* _Requirement_: Each line of the listing that includes "block" should be reported.

* _Material provided_:
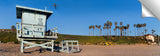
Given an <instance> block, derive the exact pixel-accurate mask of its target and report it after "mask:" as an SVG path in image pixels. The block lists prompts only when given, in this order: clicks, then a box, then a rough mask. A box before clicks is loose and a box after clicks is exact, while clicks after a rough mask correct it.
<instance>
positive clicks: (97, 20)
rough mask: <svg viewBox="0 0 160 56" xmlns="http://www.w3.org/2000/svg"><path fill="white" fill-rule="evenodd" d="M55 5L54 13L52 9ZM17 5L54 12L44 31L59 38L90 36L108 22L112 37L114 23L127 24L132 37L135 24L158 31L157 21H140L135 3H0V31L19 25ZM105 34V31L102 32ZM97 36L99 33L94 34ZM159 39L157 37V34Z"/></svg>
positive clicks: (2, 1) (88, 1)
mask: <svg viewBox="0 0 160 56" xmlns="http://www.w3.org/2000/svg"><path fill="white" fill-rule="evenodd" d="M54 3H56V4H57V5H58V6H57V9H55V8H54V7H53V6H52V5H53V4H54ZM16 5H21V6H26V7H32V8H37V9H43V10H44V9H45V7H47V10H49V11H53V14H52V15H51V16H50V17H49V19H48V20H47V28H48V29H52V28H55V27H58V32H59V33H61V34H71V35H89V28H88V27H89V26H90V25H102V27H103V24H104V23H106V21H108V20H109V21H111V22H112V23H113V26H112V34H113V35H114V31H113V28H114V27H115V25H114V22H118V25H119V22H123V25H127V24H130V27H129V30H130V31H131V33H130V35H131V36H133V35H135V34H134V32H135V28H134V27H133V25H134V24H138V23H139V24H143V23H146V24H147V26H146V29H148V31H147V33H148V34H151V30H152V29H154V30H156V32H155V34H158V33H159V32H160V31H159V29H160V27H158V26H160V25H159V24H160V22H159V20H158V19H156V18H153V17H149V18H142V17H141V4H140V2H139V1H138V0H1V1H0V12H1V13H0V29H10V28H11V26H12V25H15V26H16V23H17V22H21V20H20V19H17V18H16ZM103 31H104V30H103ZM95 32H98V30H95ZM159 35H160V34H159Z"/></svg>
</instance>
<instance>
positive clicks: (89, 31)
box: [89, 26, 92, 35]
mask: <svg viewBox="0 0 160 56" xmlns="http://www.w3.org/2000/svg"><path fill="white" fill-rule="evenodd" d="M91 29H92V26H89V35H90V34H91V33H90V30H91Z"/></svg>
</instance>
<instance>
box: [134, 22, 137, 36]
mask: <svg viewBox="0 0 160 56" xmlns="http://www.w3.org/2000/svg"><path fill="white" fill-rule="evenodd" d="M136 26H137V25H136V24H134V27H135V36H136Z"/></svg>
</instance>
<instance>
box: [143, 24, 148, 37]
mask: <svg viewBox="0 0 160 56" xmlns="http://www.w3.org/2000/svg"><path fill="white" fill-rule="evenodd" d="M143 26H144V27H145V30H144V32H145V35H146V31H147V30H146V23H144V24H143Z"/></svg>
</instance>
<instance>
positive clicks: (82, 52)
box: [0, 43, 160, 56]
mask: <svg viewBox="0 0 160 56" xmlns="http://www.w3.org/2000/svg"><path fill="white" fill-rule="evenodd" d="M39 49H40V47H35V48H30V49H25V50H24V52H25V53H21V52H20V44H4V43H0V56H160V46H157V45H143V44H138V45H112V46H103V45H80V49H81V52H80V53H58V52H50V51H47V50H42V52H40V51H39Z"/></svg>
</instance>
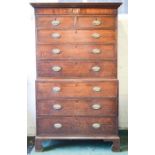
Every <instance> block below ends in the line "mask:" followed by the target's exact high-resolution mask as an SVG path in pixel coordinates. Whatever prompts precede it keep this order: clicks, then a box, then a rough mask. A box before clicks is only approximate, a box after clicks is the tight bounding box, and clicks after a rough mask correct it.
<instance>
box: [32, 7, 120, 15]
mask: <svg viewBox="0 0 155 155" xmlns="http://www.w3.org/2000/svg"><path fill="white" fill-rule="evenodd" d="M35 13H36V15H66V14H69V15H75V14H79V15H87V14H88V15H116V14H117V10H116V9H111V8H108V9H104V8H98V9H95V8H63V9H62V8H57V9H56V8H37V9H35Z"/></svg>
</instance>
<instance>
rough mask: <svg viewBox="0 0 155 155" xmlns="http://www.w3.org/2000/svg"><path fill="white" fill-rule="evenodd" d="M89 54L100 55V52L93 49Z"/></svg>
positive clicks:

---

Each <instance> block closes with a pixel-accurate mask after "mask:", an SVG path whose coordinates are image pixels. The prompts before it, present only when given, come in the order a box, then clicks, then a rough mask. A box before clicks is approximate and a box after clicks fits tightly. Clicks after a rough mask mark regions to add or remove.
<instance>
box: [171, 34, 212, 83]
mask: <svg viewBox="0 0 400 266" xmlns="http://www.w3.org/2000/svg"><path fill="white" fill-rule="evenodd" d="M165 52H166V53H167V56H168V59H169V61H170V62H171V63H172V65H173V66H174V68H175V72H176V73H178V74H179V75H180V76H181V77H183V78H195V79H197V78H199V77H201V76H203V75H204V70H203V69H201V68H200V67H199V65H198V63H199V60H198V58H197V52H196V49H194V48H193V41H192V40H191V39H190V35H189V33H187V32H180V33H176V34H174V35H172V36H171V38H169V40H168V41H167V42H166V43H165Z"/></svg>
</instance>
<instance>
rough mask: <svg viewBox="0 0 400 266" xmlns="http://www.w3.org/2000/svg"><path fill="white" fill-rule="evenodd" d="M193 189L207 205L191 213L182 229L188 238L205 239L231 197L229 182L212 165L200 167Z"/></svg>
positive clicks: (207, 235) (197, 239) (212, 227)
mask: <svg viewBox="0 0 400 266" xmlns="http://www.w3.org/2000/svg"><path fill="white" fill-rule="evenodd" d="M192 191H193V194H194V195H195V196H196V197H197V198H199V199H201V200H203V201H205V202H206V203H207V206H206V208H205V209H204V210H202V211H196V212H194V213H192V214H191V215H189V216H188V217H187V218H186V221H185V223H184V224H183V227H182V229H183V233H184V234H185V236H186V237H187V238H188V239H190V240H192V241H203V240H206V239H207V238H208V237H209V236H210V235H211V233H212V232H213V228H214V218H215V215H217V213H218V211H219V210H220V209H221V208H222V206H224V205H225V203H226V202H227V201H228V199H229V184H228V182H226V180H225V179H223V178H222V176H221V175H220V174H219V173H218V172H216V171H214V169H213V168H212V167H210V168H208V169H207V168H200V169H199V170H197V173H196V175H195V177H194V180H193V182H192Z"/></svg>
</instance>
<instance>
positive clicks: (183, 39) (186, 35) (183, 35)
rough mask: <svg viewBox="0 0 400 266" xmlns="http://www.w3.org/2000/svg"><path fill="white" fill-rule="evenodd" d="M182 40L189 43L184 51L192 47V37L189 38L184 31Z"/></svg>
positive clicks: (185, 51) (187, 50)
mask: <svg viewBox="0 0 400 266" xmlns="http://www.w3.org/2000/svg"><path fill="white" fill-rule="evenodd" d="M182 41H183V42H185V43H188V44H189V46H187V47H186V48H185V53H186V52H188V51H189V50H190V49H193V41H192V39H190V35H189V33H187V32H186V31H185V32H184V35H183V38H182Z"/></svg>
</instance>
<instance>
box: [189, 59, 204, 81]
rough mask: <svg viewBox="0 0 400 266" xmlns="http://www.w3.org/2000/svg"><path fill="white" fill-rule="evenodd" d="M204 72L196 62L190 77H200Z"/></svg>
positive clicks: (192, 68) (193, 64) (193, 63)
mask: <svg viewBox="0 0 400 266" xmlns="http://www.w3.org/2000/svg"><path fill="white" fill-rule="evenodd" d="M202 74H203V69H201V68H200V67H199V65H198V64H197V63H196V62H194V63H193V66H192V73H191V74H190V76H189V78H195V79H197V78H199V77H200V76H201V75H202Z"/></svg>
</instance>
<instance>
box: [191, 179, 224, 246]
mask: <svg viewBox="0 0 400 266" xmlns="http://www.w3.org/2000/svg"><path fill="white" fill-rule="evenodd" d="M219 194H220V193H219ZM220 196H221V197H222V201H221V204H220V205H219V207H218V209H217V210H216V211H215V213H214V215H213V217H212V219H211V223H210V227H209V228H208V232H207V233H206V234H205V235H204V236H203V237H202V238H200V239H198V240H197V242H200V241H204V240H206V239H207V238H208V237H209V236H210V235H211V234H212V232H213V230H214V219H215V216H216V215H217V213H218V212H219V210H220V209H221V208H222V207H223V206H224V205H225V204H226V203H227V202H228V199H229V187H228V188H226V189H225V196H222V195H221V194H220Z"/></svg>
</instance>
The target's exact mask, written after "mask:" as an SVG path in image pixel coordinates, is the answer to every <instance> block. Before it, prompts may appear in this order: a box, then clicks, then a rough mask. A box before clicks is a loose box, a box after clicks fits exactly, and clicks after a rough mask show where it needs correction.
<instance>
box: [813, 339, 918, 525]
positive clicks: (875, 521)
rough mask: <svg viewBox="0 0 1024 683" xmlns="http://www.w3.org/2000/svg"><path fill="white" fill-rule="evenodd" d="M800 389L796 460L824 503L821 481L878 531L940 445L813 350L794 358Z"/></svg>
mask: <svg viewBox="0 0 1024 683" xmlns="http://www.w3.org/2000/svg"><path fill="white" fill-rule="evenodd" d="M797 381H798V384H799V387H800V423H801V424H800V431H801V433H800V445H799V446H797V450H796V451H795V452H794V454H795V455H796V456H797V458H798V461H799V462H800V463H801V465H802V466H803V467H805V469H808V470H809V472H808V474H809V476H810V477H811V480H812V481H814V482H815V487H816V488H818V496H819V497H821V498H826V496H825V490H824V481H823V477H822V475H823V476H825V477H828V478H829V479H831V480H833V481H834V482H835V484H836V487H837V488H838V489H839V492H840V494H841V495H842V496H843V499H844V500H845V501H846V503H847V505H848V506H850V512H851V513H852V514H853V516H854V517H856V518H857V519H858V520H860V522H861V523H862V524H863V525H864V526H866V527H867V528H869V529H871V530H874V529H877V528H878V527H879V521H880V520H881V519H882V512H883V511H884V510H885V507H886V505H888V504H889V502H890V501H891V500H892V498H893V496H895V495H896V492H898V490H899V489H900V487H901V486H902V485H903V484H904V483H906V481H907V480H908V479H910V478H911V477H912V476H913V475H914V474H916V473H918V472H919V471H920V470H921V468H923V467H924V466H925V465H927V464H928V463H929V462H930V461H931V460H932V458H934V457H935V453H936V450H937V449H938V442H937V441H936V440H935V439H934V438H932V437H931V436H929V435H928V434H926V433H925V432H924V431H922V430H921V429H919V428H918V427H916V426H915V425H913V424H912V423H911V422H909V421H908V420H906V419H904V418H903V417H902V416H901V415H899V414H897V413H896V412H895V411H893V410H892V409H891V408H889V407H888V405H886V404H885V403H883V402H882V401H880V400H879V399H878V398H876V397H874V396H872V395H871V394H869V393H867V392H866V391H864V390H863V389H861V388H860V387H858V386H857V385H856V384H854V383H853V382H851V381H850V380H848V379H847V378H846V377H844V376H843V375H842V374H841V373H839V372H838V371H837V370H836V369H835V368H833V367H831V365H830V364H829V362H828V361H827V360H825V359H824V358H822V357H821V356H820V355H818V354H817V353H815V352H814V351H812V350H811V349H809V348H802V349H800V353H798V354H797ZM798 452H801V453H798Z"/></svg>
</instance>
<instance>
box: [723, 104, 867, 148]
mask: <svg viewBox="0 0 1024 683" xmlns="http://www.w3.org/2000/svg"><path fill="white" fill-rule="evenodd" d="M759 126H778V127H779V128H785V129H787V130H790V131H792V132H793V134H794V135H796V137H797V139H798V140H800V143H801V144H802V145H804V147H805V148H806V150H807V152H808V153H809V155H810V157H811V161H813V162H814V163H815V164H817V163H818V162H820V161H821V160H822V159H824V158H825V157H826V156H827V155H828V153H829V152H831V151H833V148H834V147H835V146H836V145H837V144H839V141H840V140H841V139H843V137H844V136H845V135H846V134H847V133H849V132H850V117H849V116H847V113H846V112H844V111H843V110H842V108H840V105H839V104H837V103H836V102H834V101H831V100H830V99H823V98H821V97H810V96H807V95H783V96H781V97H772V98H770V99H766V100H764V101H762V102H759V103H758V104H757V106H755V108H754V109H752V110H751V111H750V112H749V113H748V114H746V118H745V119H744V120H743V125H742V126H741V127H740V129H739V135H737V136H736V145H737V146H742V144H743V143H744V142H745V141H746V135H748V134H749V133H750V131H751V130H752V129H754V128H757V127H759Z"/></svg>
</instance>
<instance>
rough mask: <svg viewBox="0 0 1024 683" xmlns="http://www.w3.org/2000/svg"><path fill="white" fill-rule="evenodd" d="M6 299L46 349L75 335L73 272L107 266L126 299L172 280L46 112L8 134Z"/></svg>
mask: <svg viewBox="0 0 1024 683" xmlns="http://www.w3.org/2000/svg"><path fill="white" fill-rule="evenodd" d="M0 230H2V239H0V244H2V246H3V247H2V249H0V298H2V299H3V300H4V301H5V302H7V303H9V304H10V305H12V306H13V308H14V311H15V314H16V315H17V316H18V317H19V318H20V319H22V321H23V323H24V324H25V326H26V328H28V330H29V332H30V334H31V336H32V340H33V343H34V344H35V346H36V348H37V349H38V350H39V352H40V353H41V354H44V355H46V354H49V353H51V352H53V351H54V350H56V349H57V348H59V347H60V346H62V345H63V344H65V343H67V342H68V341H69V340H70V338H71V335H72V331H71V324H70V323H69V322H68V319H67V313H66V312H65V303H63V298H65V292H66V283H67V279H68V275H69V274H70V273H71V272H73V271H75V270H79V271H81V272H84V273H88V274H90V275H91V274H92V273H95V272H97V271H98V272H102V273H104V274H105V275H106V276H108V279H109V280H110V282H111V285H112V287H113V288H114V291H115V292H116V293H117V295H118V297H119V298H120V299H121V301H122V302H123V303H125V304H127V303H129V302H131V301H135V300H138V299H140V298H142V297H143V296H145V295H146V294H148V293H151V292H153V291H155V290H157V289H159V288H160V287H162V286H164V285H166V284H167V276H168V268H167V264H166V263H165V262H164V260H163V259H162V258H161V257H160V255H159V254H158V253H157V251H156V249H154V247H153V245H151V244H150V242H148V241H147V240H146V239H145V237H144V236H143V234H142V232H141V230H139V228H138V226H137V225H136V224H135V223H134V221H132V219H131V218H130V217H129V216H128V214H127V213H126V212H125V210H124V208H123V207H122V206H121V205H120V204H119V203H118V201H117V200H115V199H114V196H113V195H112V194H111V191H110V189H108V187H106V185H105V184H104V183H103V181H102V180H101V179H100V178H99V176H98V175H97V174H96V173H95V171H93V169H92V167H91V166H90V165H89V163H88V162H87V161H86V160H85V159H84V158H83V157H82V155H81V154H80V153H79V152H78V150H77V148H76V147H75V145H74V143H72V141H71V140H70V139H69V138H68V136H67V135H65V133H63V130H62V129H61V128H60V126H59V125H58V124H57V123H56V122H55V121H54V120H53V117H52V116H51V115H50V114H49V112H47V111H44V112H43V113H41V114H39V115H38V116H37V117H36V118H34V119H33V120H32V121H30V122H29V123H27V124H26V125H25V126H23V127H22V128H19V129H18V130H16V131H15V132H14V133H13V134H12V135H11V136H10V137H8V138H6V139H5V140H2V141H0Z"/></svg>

* _Worked solution_:
Given an <instance> block, derive the exact pixel-accurate mask of its target and report it after "mask:" as an SVG path in image pixels. The block lists prompts only when given, in this order: clicks, then a box, then a rough mask. A box before clicks is loose and a box after clicks is exact, while clicks after a rough mask correct it.
Every <instance> block below ends in the line "mask:" followed by the target's exact high-resolution mask as an SVG path in pixel coordinates. Whatever prompts precede it keep this order: clicks, then a box, then a rough mask. A box before clicks is only approximate, a box after clicks is the tight bounding box, and clicks after a rough mask correct it.
Each <instance> block closes with a pixel-accurate mask after "mask:", an SVG path whose coordinates are image pixels. The prompts before it, present only when given, come in the order a box, then clicks, then a rough mask. A box before clicks is approximate and a box after clicks fits tightly. Clicks after a rough mask mark regions to add or remove.
The target's exact mask, written after "mask:" as an SVG path in image pixel coordinates, is the answer to every <instance> block. Before it, prompts may appear in this order: a box, then clicks, then a rough mask. A box before clicks is a loose box, a box after clicks fits exactly, and clicks after a rough mask show where it needs correction.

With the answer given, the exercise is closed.